Consignes:
[a] Reproduisez à l'identique le passage du texte sur la communication des PME, en commençant aux mots « Un échec. Il » et en vous arrêtant après « leurs produits locaux. ».
[b] Reprenez le texte sur la communication des PME et prolongez-le à partir de sa dernière phrase.

Texte extrait:
-----
Pour se distinguer de leurs concurrents et accroître leur notoriété, les PME restent fidèles aux outils traditionnels. Heidi.com, la nouveau-née Intobloo, Tante Agathe: plusieurs sociétés dévoilent leur stratégie

Un échec. Il n’y a pas d’autre terme pour qualifier l’issue de l’aventure entrepreneuriale d’Ou bien?!, cette société genevoise qui propose des fruits séchés naturels, exempts d’additifs, dans un emballage écologique. Après trois années de commercialisation, ses fondateurs, Florence Ceysson-Thiriet et Wouter van der Lelij, ont dû s’avouer vaincus face aux grands distributeurs, peu enclins à faire de la place sur leurs rayons pour leurs produits locaux.

Mais qui connaît les en-cas d’Ou bien?!? Outre la bataille de la distribution, peut-être que la marque ne s’est tout simplement pas imposée dans l’esprit des consommateurs. La faute à l’agence Trio, qui avait réalisé son lancement? «Parmi les nombreuses pistes créatives que nous leur avons proposées, leur choix s’est porté sur une campagne jouant avec le côté local, car cela leur ressemblait. Mais peut-être que, d’un point de vue purement publicitaire, notre concept autour de la nudité – le produit étant 100% naturel – aurait permis d’autres résultats, estime Michael Kamm, patron de l’agence lausannoise. Quand vous êtes un challenger dans un marché extrêmement dur, il faut particulièrement oser.»
-----
Entrées extraites:
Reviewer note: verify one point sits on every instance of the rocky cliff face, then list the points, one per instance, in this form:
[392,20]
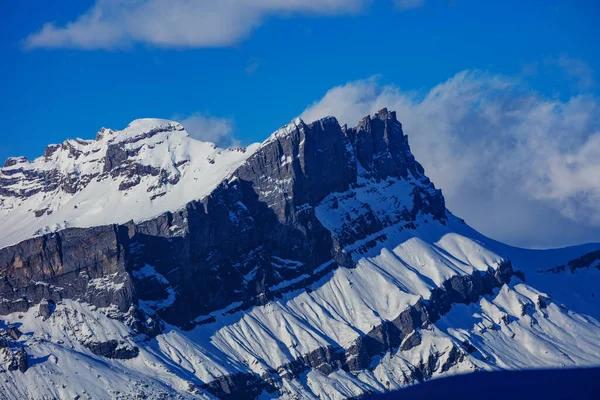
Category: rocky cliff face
[320,263]
[257,229]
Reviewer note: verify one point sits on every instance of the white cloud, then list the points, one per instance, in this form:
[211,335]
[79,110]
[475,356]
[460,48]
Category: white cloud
[408,4]
[521,167]
[177,23]
[210,129]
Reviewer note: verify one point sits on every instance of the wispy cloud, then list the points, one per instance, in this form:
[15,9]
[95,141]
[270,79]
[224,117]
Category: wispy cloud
[577,70]
[517,165]
[111,24]
[207,128]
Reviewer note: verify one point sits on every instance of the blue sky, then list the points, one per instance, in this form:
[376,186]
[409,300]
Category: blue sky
[255,65]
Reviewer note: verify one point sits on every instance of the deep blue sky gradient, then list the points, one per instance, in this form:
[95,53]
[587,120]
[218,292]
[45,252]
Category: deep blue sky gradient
[51,95]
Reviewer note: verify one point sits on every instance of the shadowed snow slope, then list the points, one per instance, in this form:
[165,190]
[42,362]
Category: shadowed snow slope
[150,167]
[320,264]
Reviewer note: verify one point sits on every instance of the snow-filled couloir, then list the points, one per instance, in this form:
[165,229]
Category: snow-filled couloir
[150,167]
[322,264]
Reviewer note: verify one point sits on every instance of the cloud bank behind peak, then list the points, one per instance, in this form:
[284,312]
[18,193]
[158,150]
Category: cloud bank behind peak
[514,164]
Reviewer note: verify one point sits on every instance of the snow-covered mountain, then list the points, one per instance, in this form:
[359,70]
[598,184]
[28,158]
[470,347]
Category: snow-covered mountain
[321,263]
[150,167]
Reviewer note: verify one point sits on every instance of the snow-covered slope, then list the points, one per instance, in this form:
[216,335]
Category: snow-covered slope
[150,167]
[324,267]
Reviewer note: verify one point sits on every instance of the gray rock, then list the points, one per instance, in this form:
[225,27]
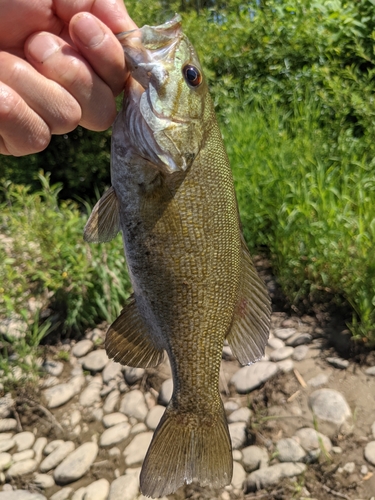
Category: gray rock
[329,405]
[98,490]
[288,450]
[95,361]
[113,419]
[282,353]
[237,431]
[57,456]
[268,476]
[248,378]
[165,393]
[154,416]
[24,440]
[59,394]
[136,451]
[82,348]
[76,464]
[241,415]
[370,452]
[133,404]
[254,457]
[115,434]
[124,488]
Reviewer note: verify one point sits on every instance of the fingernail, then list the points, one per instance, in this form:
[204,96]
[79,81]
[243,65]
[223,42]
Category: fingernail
[89,31]
[42,46]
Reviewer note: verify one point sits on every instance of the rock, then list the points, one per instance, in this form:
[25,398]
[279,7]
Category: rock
[76,464]
[21,468]
[288,450]
[43,481]
[241,415]
[154,416]
[57,456]
[300,352]
[370,452]
[59,394]
[82,348]
[124,488]
[54,368]
[166,390]
[284,333]
[310,439]
[24,440]
[338,362]
[133,404]
[98,490]
[95,361]
[8,424]
[113,419]
[237,431]
[254,457]
[115,434]
[248,378]
[239,475]
[268,476]
[135,452]
[329,405]
[282,353]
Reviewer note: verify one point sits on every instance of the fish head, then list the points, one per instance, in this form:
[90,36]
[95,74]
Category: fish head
[173,90]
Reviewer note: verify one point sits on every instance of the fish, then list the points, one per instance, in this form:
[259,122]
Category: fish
[194,283]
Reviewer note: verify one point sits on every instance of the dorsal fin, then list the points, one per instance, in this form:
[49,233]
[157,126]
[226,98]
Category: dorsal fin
[104,221]
[129,342]
[250,328]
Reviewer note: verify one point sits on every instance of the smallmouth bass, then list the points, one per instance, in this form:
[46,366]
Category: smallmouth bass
[194,282]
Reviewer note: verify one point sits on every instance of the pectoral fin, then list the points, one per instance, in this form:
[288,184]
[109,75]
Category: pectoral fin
[249,333]
[104,221]
[129,342]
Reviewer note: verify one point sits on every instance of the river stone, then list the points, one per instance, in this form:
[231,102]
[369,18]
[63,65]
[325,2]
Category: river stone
[98,490]
[329,405]
[254,457]
[115,434]
[288,450]
[248,378]
[95,361]
[154,416]
[59,394]
[268,476]
[166,391]
[133,404]
[370,452]
[136,451]
[57,456]
[124,488]
[76,464]
[21,468]
[24,440]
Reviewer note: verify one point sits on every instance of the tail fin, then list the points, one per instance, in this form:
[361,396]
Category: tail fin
[186,447]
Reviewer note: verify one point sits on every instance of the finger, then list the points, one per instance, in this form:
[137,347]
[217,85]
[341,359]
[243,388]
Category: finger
[59,62]
[58,109]
[100,47]
[22,131]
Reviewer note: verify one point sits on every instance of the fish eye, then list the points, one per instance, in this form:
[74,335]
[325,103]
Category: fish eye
[192,75]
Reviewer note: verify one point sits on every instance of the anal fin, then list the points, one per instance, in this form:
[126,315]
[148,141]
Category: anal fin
[250,328]
[104,221]
[129,342]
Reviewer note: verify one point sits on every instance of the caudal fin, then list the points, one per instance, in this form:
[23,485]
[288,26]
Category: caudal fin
[184,448]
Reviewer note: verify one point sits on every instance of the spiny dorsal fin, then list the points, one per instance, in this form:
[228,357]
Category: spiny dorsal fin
[104,221]
[250,328]
[129,342]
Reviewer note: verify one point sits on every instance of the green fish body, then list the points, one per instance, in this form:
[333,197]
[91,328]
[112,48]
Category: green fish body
[194,283]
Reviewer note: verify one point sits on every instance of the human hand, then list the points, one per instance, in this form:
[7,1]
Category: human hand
[60,66]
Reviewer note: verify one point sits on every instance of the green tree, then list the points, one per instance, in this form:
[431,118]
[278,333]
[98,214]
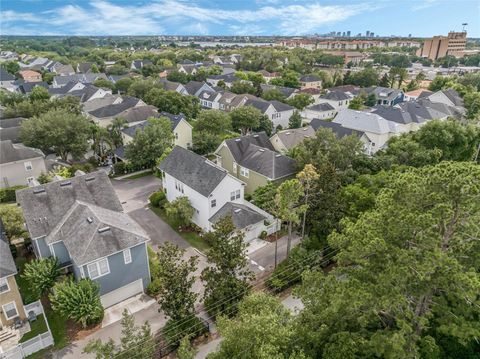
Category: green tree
[403,268]
[134,341]
[288,207]
[13,222]
[41,275]
[58,130]
[245,118]
[295,120]
[273,94]
[79,301]
[180,210]
[39,94]
[301,100]
[175,278]
[150,142]
[262,329]
[307,178]
[226,278]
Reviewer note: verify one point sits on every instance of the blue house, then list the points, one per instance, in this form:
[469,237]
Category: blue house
[81,222]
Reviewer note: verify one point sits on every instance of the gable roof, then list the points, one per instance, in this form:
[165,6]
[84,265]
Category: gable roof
[193,170]
[7,264]
[5,76]
[336,128]
[321,107]
[90,232]
[45,206]
[242,215]
[256,153]
[336,96]
[12,153]
[293,137]
[367,122]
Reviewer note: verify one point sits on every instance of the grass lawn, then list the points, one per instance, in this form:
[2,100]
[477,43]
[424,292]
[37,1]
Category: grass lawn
[138,175]
[191,237]
[37,327]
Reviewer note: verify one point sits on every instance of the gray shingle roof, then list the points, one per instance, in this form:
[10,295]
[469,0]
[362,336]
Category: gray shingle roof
[44,206]
[336,128]
[336,96]
[11,153]
[7,264]
[321,107]
[242,216]
[256,153]
[90,232]
[193,170]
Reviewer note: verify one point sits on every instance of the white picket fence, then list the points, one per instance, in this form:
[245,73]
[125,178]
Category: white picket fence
[35,344]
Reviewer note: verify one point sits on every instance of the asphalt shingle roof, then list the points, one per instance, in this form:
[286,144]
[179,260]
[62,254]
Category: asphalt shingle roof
[45,206]
[11,153]
[7,264]
[193,170]
[242,215]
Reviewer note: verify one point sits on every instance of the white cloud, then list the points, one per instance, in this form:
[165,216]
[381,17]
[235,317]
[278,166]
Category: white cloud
[103,17]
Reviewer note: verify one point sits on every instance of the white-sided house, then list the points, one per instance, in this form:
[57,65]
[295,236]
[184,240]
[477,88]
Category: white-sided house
[212,192]
[322,110]
[80,221]
[19,165]
[182,130]
[337,99]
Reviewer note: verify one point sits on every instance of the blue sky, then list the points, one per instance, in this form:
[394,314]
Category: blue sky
[237,17]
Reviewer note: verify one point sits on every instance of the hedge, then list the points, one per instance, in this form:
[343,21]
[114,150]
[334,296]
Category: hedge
[8,194]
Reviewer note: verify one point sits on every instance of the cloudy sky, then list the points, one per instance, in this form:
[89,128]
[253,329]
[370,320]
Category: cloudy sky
[237,17]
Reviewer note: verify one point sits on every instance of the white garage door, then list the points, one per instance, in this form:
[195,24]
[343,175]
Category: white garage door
[121,294]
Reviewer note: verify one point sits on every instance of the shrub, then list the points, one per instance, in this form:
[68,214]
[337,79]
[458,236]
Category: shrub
[290,270]
[79,301]
[157,199]
[174,331]
[41,275]
[8,194]
[119,167]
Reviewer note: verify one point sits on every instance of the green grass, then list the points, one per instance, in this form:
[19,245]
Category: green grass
[25,289]
[138,175]
[37,327]
[191,237]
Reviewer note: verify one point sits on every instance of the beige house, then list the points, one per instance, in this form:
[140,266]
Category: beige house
[253,160]
[11,304]
[182,130]
[19,165]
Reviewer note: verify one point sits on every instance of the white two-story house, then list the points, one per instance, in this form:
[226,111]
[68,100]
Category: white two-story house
[212,192]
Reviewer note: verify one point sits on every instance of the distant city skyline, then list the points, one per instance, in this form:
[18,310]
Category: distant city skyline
[249,17]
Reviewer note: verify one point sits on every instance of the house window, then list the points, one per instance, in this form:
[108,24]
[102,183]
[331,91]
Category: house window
[127,256]
[28,166]
[10,310]
[4,285]
[98,269]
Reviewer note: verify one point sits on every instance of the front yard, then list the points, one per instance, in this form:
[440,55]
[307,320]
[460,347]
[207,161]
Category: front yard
[191,237]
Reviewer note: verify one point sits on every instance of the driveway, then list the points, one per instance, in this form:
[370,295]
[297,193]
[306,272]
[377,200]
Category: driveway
[134,193]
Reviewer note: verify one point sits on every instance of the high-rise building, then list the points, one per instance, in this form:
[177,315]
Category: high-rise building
[441,46]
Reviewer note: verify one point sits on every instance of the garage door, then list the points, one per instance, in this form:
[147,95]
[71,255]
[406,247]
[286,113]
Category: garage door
[121,294]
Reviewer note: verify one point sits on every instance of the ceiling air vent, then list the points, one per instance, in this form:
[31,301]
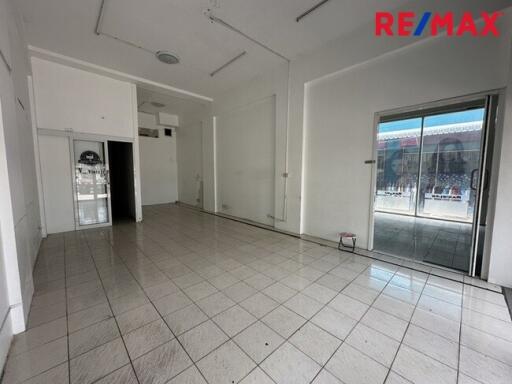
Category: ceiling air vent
[167,57]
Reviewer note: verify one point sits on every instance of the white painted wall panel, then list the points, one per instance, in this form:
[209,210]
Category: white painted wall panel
[245,143]
[68,98]
[57,178]
[158,165]
[339,120]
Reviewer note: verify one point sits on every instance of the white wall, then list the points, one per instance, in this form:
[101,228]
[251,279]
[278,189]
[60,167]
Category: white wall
[245,161]
[500,266]
[340,112]
[194,124]
[84,105]
[71,99]
[328,101]
[19,210]
[158,164]
[271,85]
[56,177]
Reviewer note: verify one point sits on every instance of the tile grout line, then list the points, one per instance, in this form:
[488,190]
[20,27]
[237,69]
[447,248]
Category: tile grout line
[161,317]
[260,291]
[460,336]
[112,311]
[406,330]
[67,315]
[350,332]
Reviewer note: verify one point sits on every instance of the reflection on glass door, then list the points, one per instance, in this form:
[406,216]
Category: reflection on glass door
[449,165]
[398,151]
[428,183]
[91,183]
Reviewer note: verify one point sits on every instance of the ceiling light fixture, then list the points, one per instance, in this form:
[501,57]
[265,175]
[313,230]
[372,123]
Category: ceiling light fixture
[167,57]
[164,56]
[310,10]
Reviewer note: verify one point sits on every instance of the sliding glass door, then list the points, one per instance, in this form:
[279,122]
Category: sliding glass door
[92,186]
[398,154]
[450,160]
[428,183]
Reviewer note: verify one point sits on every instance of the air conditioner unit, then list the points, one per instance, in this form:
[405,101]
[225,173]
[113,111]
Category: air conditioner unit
[168,120]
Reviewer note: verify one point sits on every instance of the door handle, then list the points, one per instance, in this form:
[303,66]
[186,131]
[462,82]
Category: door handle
[473,179]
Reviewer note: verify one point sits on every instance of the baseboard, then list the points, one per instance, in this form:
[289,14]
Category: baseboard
[6,336]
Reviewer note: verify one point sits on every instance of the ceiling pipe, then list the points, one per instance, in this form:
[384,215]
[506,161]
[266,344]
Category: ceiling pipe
[4,59]
[225,24]
[99,20]
[311,10]
[228,63]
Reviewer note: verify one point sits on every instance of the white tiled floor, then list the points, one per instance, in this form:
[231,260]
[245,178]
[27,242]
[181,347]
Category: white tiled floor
[191,298]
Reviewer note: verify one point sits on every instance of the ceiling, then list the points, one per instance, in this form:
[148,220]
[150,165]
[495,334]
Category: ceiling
[181,106]
[67,27]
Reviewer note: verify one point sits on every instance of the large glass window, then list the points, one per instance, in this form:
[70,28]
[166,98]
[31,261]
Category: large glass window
[91,178]
[398,150]
[449,165]
[426,188]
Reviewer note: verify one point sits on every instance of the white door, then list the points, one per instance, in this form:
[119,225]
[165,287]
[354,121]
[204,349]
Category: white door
[57,180]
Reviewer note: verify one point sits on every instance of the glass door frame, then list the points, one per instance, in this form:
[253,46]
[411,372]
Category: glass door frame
[97,139]
[71,136]
[438,106]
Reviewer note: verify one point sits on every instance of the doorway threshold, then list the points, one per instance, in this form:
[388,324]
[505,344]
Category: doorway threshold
[419,266]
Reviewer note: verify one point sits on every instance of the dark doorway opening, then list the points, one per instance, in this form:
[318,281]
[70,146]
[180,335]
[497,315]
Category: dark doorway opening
[122,189]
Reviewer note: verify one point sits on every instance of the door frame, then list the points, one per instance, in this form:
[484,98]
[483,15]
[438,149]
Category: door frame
[499,92]
[108,223]
[86,137]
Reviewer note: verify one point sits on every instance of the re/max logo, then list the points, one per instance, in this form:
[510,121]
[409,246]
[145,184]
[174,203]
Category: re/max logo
[403,24]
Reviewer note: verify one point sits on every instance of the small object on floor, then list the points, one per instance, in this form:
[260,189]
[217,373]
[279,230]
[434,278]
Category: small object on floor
[507,292]
[351,237]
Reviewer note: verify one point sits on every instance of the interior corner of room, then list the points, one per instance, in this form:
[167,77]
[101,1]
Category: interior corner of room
[402,142]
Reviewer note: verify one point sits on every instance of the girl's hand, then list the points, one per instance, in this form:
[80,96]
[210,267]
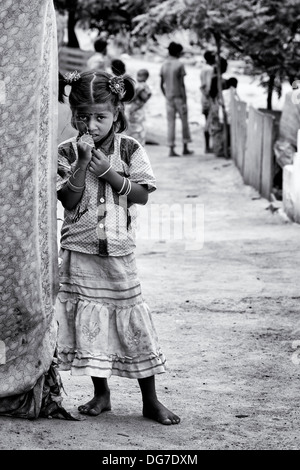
-----
Résultats:
[a]
Un échec. Il n’y a pas d’autre terme pour qualifier l’issue de l’aventure entrepreneuriale d’Ou bien?!, cette société genevoise qui propose des fruits séchés naturels, exempts d’additifs, dans un emballage écologique. Après trois années de commercialisation, ses fondateurs, Florence Ceysson-Thiriet et Wouter van der Lelij, ont dû s’avouer vaincus face aux grands distributeurs, peu enclins à faire de la place sur leurs rayons pour leurs produits locaux.

[b]
Oser et dépenser, poursuit le spécialiste: «Le problème pour une PME ou une jeune société, c’est qu’elle doit investir au départ pour construire sa marque. Or, à ce moment précis, elle n’a généralement pas encore les moyens de le faire.» Un investissement minimum de 50 000 francs permet de réaliser cette importante phase préalable, en plus de quelques actions de communication.

Cinquante mille francs, une somme astronomique pour Michaël Dusong, qui a lancé La Belle Bleue, son service de livraison de paniers de fruits et légumes, en 2008 déjà. «Nous avons démarré avec une annonce dans le journal local, qui a dû me coûter 23,50 francs», sourit-il. Depuis, le budget publicitaire de la société neuchâteloise n’a guère augmenté et tourne autour de 500 à 1000 francs par mois. «En fait, 60 à 70% de nos nouveaux clients arrivent par le bouche-à-oreille, précise le dirigeant. Nous participons toutefois à une ou deux manifestations par an et réalisons un publipostage. Plus récemment, nous sommes devenus plus présents sur Facebook, dont l’âge du public correspond assez bien à notre clientèle.»

Michaël Dusong est conscient de cette lacune: «C’est clair que nous avons tort de faire si peu, mais nos revenus ne permettent pas d’investir dans la publicité, car nos produits offrent très peu de marges.» Ainsi, pour ouvrir sa première épicerie physique à Neuchâtel en 2015, la PME, qui emploie 35 collaborateurs, réalise actuellement une campagne de crowdfunding (financement participatif) sur la plateforme Ecostart. Lundi matin, l’entreprise avait récolté 43 000 francs sur les 50 000 escomptés.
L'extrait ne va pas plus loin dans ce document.